Work task: Could you output, exactly and with nothing else, every line from the one that contains "When queried with the wristband" through the last line of the listing below?
___ Data shown
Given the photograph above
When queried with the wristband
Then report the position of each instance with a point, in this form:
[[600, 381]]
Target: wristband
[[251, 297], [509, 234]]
______
Written solution:
When queried with the wristband
Then report the position of each instance with a point, in this form:
[[600, 381]]
Target: wristband
[[251, 297], [509, 234]]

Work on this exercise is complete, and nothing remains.